* _DEINE AUFGABE_:
Wer hat laut dem Artikel über das Medienkunstfestival in Osnabrück die Arbeit „The Video Circle“ gemacht?

* _TEXT ZUM LESEN_:
====================

Der feste Punkt im Online-Universum

■ Während Videokunst immer mehr an Bastelstunden erinnert, hat das European Media Art Festival in Osnabrück mit dem Internet ein neues Forum für sich entdeckt

Plötzlich werden alle acht Bildschirme schwarz. Rechts oben erscheint auf dem Monitor ein grünes Rechteck mit einem Pfeil in der Mitte, der anzeigt, daß die Videofilme zurückgespult werden. „The Video Circle“ stammt von einer Künstlergruppe aus Hongkong und soll mit zeitversetzten Kurzfilmen „kollektive Kreativität und Freiheit“ kurz vor der Machtübernahme durch China reflektieren. Hongkong ist in diesem Jahr ein Schwerpunkt des Internationalen Medienkunstfestivals in Osnabrück. Doch diese Arbeit ist „temporarily out of order“ und wird von der Hardware-Ansammlung erst wieder zum Kunstwerk, wenn die Videos zurückgespult sind.

Wenn man so viel Medienkunst auf einem Haufen sieht wie in Osnabrück, läßt sich der Gedanke nicht unterdrücken, daß dieses Genre seine besten Zeiten hinter sich hat. Die großen Arbeiten, die in der Dominikanerkirche und einem mittelalterlichen Gefängnisturm mit dem kuriosen Namen „Bürgergehorsam“ im Halbdunkel ausgestellt sind, fesseln die Aufmerksamkeit selten länger als ein paar Minuten. Einzig das Environment „Under Lock and Key“ von der New Yorker Filmemacherin Beth B zieht den Betrachter wirklich in seinen Bann: Eingeschlossen in Knastzellen aus Stahl kann man Erlebnisprotokollen von Gefängnisinsassen zuhören.

Die „großen Namen“ der Medienkunst fehlen in Osnabrück. Dafür gibt es viele Arbeiten von Schülern dieser „großen Namen“, die dem Genre kaum Wesentliches hinzufügen. Da lösen die Sonnenwinde halluzinatorische Farbgewitter aus, die an die Wand geworfen werden (Keiichi Tanka: „Luminous – Cosmic Rays“); da können sich Ausstellungsbesucher in einer Fotokabine beim Küssen filmen lassen und die übrigen Zuschauer diese Filme per Knopfdruck an die Wand projizieren (Sera Furneaux: „Kissing“). Schließlich spielt in Dirk Vollenbroichs „Transform“ eine Videokamera mit einem Eisenbahnzug Fangen: subtile Kritik an der selbstzufriedenen Bastlermentalität, die viele der hier gezeigten Medienkunstwerke verbreiten?

====================

(Einträge aus einem Datensatz)
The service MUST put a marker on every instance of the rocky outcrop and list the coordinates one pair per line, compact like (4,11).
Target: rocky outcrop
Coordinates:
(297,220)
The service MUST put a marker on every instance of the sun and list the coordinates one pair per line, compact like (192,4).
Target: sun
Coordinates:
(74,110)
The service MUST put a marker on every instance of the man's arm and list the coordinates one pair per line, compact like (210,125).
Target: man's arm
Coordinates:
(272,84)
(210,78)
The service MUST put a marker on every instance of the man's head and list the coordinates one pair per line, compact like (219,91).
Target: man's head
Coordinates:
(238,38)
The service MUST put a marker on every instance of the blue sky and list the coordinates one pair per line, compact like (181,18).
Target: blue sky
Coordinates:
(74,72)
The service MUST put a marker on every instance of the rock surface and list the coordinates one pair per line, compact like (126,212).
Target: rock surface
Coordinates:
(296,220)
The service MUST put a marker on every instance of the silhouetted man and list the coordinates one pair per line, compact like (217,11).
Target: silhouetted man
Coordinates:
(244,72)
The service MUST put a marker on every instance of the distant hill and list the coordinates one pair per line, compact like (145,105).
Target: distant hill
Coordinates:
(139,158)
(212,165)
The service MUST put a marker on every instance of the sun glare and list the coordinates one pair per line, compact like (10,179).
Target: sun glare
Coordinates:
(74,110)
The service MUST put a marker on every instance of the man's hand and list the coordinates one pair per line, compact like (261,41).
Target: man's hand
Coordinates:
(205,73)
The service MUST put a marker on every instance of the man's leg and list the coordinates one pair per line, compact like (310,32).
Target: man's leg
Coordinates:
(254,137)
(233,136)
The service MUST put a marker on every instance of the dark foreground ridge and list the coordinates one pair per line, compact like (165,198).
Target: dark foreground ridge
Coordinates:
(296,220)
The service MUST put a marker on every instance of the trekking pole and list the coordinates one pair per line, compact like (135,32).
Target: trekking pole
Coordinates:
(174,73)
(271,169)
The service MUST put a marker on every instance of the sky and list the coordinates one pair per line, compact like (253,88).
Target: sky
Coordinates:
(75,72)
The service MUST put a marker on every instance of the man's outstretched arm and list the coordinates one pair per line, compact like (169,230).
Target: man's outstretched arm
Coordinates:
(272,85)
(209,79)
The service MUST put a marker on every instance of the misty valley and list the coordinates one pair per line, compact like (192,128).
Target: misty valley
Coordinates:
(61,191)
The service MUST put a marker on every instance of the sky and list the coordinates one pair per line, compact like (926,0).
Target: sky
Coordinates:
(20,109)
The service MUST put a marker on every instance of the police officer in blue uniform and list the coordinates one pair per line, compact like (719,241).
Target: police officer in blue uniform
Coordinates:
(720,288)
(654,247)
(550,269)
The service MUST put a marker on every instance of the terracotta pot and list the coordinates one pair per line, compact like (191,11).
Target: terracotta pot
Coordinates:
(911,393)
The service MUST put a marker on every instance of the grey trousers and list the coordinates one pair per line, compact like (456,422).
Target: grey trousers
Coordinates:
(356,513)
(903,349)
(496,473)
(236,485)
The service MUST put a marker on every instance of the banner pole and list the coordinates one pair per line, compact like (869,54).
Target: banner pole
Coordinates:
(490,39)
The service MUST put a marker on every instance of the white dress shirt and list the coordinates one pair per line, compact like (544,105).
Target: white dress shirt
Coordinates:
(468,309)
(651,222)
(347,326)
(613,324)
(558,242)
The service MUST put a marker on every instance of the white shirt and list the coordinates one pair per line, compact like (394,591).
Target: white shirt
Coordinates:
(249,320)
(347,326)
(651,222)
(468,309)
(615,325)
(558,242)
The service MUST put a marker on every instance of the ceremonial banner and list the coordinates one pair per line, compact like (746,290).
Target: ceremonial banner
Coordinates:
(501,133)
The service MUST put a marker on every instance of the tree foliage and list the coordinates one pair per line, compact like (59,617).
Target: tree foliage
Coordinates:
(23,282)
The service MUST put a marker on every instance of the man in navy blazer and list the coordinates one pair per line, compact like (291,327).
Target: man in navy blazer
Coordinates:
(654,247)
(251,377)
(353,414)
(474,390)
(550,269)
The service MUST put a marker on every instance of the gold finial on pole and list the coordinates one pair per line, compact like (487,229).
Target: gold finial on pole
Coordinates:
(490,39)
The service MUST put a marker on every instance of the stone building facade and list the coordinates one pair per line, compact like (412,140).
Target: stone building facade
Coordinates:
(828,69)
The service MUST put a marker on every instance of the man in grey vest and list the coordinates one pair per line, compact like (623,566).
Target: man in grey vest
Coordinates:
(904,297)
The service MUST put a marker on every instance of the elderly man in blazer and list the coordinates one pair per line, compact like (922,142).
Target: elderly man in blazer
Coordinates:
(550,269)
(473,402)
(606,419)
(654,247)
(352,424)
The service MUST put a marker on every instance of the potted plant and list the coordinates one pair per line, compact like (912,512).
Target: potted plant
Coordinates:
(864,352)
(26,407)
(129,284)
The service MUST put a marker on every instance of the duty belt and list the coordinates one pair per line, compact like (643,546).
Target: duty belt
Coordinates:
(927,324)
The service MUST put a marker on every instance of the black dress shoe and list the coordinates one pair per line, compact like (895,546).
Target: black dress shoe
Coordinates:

====================

* _FERTIGE ANTWORT_:
Eine Künstlergruppe aus Hongkong.